O QUE SE PEDE: Escreva a continuação do texto sobre o paralelo entre a política espanhola e a portuguesa, começando logo depois da última frase apresentada.

TEXTO PARA LEITURA:
17.11.19

A Espanha aqui tão perto



«É tentador olhar para o processo político espanhol e pensar que ele é de tal forma diferente do português que o fracasso coletivo que vislumbramos para lá da fronteira não chegará cá. Tentador, mas, também, equívoco.

É óbvio que não temos uma questão nacional e que a nossa natureza periférica nos tem protegido das vagas imigratórias que perturbam grande parte das democracias europeias. Acima de tudo, não devemos desvalorizar a forma como a nossa transição para a democracia promoveu uma rutura com o legado autoritário do Estado Novo, garantindo uma censura moral que nos foi protegendo face à emergência de partidos de extrema-direita com expressão significativa. De certa forma, no caso espanhol, a transição democrática negociada viabilizou muitos elementos de continuidade entre regimes, designadamente nos corpos especiais do Estado. Sintomaticamente, o PP — ao contrário do PSD — sempre teve sectores assumidamente iliberais e, agora, é com naturalidade que o Vox cresce, resgatando o saudosismo do franquismo. É mesmo um daqueles casos em que continuamos a beneficiar do 25 de Abril como revolução social.

Se há fatores que nos protegem, não devemos, contudo, sobrevalorizá-los. Em Portugal como em Espanha, há um descontentamento latente com as instituições do regime que, mais cedo ou mais tarde, se manifesta politicamente. A fragmentação parlamentar — adornada pelo episódio lamentável que foi a possibilidade de inviabilizar a participação no debate quinzenal dos novos/pequenos partidos — é apenas um sintoma relevante desse descontentamento. Que tenderá a crescer agora que se combinam condições objetivas e subjetivas (há protagonistas para refundar o sistema partidário, credibilizados pela sua participação no Parlamento).

SEGMENTO DE DADOS:
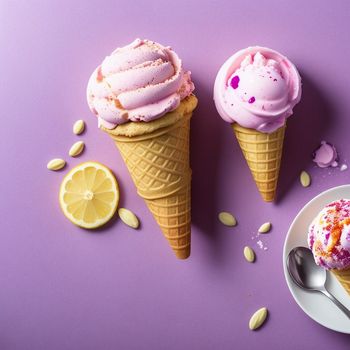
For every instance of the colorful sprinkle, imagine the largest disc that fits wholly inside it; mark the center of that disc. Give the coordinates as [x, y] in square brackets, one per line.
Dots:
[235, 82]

A SUA RESPOSTA:
A questão é particularmente sensível à direita, onde os partidos tradicionais e o espaço de moderação estão objetivamente ameaçados. Depois das eleições de 2015, a possibilidade de PS ou PSD governarem passou a estar dependente da capacidade de liderar uma maioria no respetivo bloco político. Se à esquerda há reais limites para o entendimento programático (mas nenhuma tendência séria de crescimento do PCP ou do BE à custa do PS), à direita o desafio é saber como se forma uma maioria, contendo as perdas de PSD e CDS para o Chega. E aí o risco de mimetizar Espanha é real.

Em Espanha, foi determinante para a ascensão do Vox o seu reconhecimento, pelo PP e pelos Ciudadanos, como parceiro para compromissos. Em Portugal, PSD e CDS terão de resistir à mesma tentação. Por paradoxal que possa parecer, essa capacidade dependerá também da responsabilidade do conjunto dos partidos democráticos. Só assim se garantirá que a serpente não sai do ovo em que, apesar de tudo, se mantém.»